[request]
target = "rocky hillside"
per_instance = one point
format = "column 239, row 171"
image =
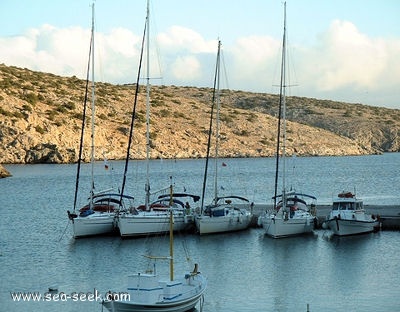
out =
column 41, row 118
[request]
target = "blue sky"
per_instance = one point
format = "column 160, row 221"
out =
column 345, row 50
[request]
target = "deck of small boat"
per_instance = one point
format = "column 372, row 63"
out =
column 389, row 214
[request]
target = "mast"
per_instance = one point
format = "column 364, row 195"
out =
column 171, row 235
column 78, row 170
column 210, row 131
column 281, row 119
column 93, row 115
column 133, row 114
column 217, row 101
column 147, row 185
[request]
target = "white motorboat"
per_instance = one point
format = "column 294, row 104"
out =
column 348, row 216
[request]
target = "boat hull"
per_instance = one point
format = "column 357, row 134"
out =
column 94, row 224
column 343, row 227
column 180, row 306
column 277, row 227
column 149, row 295
column 151, row 223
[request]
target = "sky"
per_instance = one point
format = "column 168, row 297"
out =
column 342, row 50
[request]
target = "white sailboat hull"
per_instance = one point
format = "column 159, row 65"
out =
column 147, row 294
column 150, row 223
column 278, row 227
column 352, row 227
column 94, row 224
column 207, row 224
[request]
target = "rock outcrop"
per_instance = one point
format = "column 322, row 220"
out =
column 41, row 121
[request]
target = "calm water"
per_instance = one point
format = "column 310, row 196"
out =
column 246, row 271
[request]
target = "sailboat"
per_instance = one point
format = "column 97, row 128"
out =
column 148, row 292
column 98, row 216
column 227, row 213
column 151, row 217
column 291, row 214
column 348, row 216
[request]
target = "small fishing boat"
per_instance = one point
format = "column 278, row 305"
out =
column 149, row 292
column 348, row 216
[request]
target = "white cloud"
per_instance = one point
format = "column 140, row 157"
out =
column 343, row 63
column 186, row 69
column 178, row 38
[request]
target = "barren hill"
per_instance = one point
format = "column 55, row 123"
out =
column 41, row 117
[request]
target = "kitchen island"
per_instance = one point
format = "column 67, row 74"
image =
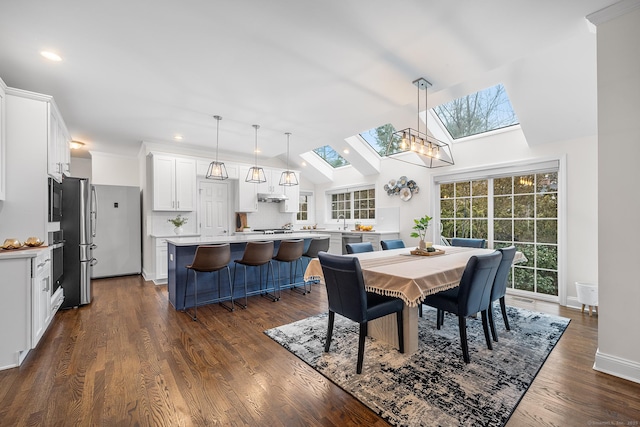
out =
column 180, row 253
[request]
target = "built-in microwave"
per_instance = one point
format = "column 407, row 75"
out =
column 55, row 200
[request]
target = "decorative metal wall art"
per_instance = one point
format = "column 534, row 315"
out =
column 402, row 187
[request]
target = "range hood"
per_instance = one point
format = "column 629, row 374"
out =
column 271, row 197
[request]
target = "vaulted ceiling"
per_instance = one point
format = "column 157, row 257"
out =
column 149, row 70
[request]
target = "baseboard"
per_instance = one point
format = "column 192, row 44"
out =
column 616, row 366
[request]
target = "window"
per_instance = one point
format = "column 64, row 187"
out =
column 519, row 209
column 364, row 204
column 463, row 209
column 341, row 205
column 480, row 112
column 378, row 138
column 359, row 204
column 331, row 156
column 305, row 207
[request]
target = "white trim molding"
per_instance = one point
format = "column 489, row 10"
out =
column 611, row 12
column 613, row 365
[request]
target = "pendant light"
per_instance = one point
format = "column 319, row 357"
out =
column 431, row 152
column 217, row 170
column 288, row 177
column 256, row 174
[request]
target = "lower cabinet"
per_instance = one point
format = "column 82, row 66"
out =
column 25, row 306
column 40, row 296
column 162, row 263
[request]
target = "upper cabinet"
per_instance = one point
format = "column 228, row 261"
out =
column 292, row 204
column 2, row 141
column 58, row 151
column 174, row 183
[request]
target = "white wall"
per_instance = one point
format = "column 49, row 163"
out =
column 80, row 167
column 114, row 169
column 619, row 203
column 502, row 148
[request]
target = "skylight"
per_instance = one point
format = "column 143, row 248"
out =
column 331, row 156
column 480, row 112
column 378, row 138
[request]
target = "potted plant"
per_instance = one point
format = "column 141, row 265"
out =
column 178, row 222
column 420, row 226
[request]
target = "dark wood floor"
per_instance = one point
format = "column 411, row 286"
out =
column 130, row 359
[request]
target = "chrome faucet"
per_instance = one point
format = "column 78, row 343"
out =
column 344, row 223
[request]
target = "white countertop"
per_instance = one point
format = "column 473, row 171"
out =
column 241, row 238
column 21, row 253
column 378, row 232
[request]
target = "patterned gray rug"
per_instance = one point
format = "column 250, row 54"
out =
column 433, row 386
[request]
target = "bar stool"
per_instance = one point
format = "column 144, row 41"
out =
column 256, row 254
column 208, row 259
column 317, row 245
column 290, row 252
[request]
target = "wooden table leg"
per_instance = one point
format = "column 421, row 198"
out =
column 386, row 329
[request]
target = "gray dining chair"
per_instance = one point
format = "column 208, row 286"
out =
column 470, row 297
column 347, row 296
column 499, row 289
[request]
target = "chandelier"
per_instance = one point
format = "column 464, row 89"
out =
column 431, row 152
column 217, row 170
column 288, row 177
column 256, row 173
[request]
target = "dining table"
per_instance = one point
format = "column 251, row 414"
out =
column 410, row 277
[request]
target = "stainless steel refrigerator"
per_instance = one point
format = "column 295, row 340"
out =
column 117, row 236
column 77, row 226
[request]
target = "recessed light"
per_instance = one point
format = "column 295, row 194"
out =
column 51, row 56
column 75, row 145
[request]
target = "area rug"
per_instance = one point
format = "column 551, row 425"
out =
column 433, row 386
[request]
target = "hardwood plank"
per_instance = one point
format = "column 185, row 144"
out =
column 130, row 358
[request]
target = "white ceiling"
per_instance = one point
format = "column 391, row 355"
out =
column 146, row 70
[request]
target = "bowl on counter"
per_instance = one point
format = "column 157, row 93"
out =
column 11, row 243
column 33, row 242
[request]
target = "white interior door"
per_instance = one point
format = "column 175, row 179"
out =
column 214, row 209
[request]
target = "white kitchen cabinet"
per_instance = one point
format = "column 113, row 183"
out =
column 2, row 141
column 15, row 311
column 162, row 264
column 292, row 204
column 58, row 155
column 40, row 295
column 174, row 183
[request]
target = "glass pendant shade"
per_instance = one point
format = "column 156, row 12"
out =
column 217, row 170
column 288, row 177
column 256, row 174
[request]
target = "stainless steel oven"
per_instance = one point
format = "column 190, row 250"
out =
column 56, row 243
column 55, row 201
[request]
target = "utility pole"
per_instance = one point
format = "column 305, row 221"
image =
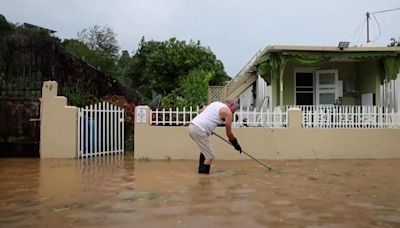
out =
column 368, row 17
column 368, row 14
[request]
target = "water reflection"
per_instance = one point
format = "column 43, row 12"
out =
column 118, row 191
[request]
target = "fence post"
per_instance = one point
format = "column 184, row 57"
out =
column 56, row 143
column 294, row 118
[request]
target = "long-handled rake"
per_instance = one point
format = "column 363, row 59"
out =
column 255, row 159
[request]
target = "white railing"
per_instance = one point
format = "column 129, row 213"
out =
column 331, row 116
column 173, row 117
column 100, row 130
column 242, row 117
column 321, row 116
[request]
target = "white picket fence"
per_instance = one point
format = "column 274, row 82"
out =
column 321, row 116
column 352, row 116
column 100, row 130
column 242, row 117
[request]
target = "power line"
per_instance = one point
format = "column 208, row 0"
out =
column 384, row 11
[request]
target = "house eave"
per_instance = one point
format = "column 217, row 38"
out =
column 280, row 48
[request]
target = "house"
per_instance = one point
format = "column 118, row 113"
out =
column 319, row 75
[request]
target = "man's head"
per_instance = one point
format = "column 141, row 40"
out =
column 232, row 105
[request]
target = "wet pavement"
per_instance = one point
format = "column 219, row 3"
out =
column 118, row 191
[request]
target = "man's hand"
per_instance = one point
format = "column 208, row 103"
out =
column 236, row 145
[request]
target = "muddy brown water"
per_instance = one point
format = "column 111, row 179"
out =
column 118, row 191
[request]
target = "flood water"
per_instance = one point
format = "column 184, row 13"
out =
column 118, row 191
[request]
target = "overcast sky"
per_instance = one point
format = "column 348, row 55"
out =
column 234, row 29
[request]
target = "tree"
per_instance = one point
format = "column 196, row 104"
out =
column 394, row 42
column 100, row 39
column 123, row 67
column 192, row 91
column 161, row 66
column 98, row 46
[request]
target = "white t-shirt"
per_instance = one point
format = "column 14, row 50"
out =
column 209, row 118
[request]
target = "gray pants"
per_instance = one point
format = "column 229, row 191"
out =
column 201, row 138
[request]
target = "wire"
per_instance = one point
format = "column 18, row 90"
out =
column 384, row 11
column 353, row 35
column 362, row 31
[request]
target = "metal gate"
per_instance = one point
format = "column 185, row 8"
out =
column 100, row 130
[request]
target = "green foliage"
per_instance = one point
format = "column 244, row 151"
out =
column 98, row 46
column 160, row 66
column 394, row 42
column 100, row 39
column 123, row 68
column 78, row 95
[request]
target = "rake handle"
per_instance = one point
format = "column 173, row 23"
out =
column 255, row 159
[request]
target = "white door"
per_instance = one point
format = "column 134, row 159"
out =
column 326, row 87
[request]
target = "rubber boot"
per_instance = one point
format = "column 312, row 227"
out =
column 201, row 159
column 204, row 169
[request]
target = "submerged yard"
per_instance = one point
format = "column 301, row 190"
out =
column 118, row 191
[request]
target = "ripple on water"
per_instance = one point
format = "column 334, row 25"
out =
column 281, row 203
column 389, row 218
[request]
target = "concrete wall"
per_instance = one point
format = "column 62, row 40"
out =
column 294, row 142
column 58, row 127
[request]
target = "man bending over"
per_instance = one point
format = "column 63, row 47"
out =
column 204, row 124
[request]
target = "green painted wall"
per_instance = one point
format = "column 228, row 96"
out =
column 363, row 75
column 368, row 78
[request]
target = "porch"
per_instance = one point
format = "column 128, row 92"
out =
column 278, row 134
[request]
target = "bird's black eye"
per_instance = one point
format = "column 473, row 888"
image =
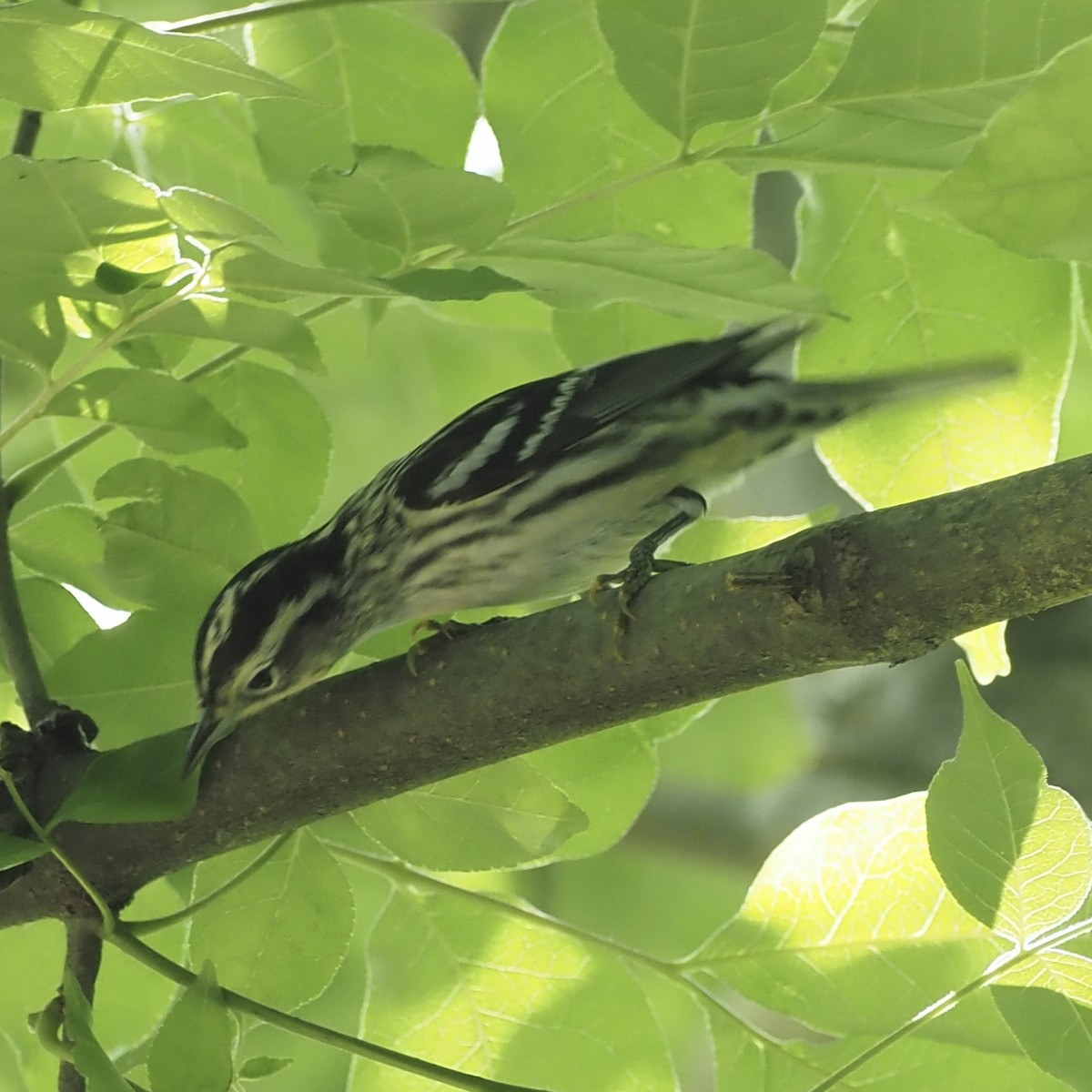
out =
column 262, row 681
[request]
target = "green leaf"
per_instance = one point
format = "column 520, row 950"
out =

■ ■ ■

* _Written problem_: Pull out the records word for word, from their first line through the line containing "column 55, row 200", including that line. Omit the pictures.

* _Solution for this task_:
[request]
target = "rocky hillside"
per_instance = one point
format = "column 239, row 171"
image =
out =
column 41, row 118
[request]
target = "blue sky"
per_instance = one point
format = "column 160, row 221"
out =
column 345, row 50
[request]
target = "deck of small boat"
per_instance = one point
format = "column 372, row 63"
out =
column 389, row 214
[request]
target = "mast"
per_instance = one point
format = "column 364, row 195"
out =
column 171, row 235
column 78, row 170
column 210, row 131
column 281, row 119
column 93, row 115
column 133, row 114
column 217, row 101
column 147, row 185
[request]
target = "white motorboat"
per_instance = one point
format = "column 294, row 104"
out =
column 348, row 216
[request]
target = "boat hull"
per_instance = one point
format = "column 357, row 134"
out =
column 94, row 224
column 343, row 227
column 180, row 306
column 277, row 227
column 149, row 295
column 151, row 223
[request]
target = "sky"
per_instance = one point
format = "column 168, row 297"
out =
column 342, row 50
[request]
target = "white sailboat hull"
per_instance = one point
format = "column 159, row 65"
out =
column 147, row 294
column 150, row 223
column 278, row 227
column 352, row 227
column 94, row 224
column 207, row 224
[request]
target = "rock outcrop"
per_instance = one point
format = "column 322, row 220"
out =
column 41, row 121
[request]
target = "calm water"
per_instance = one point
format = "column 310, row 196"
out =
column 246, row 271
[request]
target = "sailboat"
per_instance = one point
format = "column 97, row 128"
out =
column 148, row 292
column 98, row 216
column 227, row 213
column 151, row 217
column 291, row 214
column 348, row 216
[request]
target = "small fishing boat"
per_instance = one point
format = "column 278, row 305"
out =
column 149, row 292
column 348, row 216
[request]
target = "white cloud"
per_instance = one point
format = "column 140, row 157"
out =
column 343, row 63
column 186, row 69
column 178, row 38
[request]
target = "barren hill"
per_instance = one point
format = "column 55, row 123"
out =
column 41, row 117
[request]
target = "kitchen island"
per_instance = one point
format = "column 67, row 74"
image =
out =
column 180, row 253
[request]
target = "built-in microwave"
per_instance = one point
format = "column 407, row 75"
out =
column 55, row 200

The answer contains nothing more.